What is being asked: Some of the lines below need repeating. Reproduce exactly those between the lines holding "query | beige wall telephone" and "query | two-story house", inclusive.

Materials provided:
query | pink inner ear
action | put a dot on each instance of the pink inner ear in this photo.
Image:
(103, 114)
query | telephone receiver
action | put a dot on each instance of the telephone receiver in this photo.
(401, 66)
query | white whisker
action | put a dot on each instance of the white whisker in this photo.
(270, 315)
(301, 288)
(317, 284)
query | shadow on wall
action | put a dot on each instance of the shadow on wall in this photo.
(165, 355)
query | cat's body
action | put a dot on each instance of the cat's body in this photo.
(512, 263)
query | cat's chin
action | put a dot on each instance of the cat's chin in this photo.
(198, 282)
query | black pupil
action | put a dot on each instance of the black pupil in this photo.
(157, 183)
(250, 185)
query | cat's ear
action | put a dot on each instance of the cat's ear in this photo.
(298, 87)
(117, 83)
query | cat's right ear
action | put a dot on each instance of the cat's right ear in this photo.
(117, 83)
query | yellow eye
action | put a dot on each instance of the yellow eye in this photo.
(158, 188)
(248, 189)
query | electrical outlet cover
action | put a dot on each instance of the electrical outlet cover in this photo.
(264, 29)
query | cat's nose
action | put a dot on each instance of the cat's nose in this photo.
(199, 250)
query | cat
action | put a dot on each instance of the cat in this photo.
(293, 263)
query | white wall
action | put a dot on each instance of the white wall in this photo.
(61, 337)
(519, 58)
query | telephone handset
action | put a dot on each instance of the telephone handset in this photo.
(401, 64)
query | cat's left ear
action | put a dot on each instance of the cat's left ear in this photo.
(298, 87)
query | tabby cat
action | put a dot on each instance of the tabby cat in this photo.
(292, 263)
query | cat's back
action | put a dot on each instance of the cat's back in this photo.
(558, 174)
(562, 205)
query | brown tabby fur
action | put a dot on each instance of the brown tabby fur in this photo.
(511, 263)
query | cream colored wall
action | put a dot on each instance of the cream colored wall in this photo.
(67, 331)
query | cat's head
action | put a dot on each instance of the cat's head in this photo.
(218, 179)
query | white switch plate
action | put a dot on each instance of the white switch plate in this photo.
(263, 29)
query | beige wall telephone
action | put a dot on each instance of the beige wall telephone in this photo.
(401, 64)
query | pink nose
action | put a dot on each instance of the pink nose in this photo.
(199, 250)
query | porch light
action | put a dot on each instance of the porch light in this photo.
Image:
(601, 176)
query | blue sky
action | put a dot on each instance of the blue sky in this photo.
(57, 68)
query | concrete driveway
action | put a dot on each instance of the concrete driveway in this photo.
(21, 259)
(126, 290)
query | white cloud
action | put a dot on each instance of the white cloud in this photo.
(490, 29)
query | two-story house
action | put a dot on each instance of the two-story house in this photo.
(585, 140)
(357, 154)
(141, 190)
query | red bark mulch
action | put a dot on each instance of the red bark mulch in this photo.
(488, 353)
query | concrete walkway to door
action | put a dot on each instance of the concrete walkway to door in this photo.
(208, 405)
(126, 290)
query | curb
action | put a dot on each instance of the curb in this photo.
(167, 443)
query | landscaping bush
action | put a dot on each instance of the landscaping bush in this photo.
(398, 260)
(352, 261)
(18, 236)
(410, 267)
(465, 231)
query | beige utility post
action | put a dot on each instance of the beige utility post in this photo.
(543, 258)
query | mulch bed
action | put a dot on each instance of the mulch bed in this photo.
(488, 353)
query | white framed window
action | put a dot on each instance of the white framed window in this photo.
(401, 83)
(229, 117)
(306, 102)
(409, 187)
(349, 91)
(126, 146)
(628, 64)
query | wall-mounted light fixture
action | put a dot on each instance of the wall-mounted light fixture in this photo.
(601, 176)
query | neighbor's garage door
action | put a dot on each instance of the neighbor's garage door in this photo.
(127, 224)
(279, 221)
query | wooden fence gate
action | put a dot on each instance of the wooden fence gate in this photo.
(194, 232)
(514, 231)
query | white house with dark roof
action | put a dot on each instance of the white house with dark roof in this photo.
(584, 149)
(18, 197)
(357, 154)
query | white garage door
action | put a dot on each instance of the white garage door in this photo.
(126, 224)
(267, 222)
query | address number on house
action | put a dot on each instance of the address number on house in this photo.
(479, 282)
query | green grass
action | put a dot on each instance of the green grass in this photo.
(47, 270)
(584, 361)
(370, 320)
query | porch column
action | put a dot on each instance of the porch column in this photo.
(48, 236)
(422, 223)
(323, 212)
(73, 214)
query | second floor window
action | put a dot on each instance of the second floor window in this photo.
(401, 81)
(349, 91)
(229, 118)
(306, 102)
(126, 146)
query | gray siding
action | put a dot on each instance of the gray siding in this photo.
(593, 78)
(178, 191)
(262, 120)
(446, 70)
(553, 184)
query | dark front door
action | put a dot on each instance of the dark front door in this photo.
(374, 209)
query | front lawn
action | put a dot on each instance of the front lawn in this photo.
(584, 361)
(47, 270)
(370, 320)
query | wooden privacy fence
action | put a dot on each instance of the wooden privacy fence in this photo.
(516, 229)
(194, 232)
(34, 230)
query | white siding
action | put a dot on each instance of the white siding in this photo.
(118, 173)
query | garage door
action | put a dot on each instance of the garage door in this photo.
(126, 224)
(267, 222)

Task solution:
query | beige wall telephone
action | put a dot on each instance of the beige wall telephone in this photo.
(401, 64)
query | pink nose
action | put a dot on each instance of the pink nose in this photo.
(199, 250)
query | porch light
action | put a dot on each instance of the porch light in this photo.
Image:
(601, 176)
query | blue sky
action | put a dot on each instance of the blue sky in this photo.
(57, 68)
query | concrete driveway
action | put a dot on each instance of the concrete driveway in this photo.
(21, 259)
(126, 290)
query | white cloud
action | put a dot on each instance of the white cloud in this photo.
(490, 29)
query | two-story house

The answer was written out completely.